> Problem requirements
For the records below, give the count of lines holding the word "cabinet" and nothing more.

── Task inputs ──

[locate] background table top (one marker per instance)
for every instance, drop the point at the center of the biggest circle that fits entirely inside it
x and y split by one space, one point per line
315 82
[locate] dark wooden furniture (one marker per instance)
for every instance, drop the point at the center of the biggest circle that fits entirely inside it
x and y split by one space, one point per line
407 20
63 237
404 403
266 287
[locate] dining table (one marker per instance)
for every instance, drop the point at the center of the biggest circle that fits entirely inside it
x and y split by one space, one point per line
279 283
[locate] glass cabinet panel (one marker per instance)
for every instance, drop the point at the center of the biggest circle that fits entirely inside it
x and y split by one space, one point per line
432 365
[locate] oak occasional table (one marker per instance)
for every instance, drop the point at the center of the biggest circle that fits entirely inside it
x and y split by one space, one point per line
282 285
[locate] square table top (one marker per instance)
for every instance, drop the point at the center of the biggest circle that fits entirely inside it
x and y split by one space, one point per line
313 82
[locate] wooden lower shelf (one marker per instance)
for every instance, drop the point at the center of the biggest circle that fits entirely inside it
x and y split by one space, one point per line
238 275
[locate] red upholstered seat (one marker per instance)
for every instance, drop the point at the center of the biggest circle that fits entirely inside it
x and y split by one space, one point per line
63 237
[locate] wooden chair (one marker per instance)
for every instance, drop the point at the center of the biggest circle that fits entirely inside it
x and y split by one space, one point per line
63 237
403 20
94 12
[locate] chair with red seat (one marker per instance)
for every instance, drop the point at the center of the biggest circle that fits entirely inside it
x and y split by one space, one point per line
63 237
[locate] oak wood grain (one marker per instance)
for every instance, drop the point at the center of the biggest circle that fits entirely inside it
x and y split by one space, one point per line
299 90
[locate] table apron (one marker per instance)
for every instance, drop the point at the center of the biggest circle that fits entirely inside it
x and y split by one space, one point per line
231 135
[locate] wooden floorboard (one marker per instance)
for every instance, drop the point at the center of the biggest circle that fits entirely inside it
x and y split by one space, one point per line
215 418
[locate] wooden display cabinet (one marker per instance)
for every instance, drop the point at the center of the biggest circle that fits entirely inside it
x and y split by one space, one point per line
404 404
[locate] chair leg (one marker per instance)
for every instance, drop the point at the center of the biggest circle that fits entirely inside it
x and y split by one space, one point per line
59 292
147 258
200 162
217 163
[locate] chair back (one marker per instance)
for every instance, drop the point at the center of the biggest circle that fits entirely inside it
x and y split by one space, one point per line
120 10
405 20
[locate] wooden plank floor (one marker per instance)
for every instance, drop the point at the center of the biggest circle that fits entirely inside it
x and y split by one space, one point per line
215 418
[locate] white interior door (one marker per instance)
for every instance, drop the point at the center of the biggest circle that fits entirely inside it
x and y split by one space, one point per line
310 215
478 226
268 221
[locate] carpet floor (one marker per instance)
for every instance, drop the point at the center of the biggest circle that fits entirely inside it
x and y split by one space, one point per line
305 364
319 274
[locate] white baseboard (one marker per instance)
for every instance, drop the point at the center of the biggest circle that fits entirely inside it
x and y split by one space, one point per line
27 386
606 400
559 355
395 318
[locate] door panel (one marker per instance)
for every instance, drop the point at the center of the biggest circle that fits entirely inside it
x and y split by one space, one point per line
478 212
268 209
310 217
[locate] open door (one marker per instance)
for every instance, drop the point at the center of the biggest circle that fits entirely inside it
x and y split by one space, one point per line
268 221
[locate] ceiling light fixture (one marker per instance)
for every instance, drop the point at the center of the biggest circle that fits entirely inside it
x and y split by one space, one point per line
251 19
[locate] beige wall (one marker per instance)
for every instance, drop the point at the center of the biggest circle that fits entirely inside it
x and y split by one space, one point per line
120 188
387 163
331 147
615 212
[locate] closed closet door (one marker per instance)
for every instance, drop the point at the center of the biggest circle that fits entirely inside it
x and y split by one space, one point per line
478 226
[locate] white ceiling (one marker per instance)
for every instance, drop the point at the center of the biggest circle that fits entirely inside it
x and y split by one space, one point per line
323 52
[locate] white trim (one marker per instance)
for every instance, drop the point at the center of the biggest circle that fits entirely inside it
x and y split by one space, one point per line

───

> Completed task
2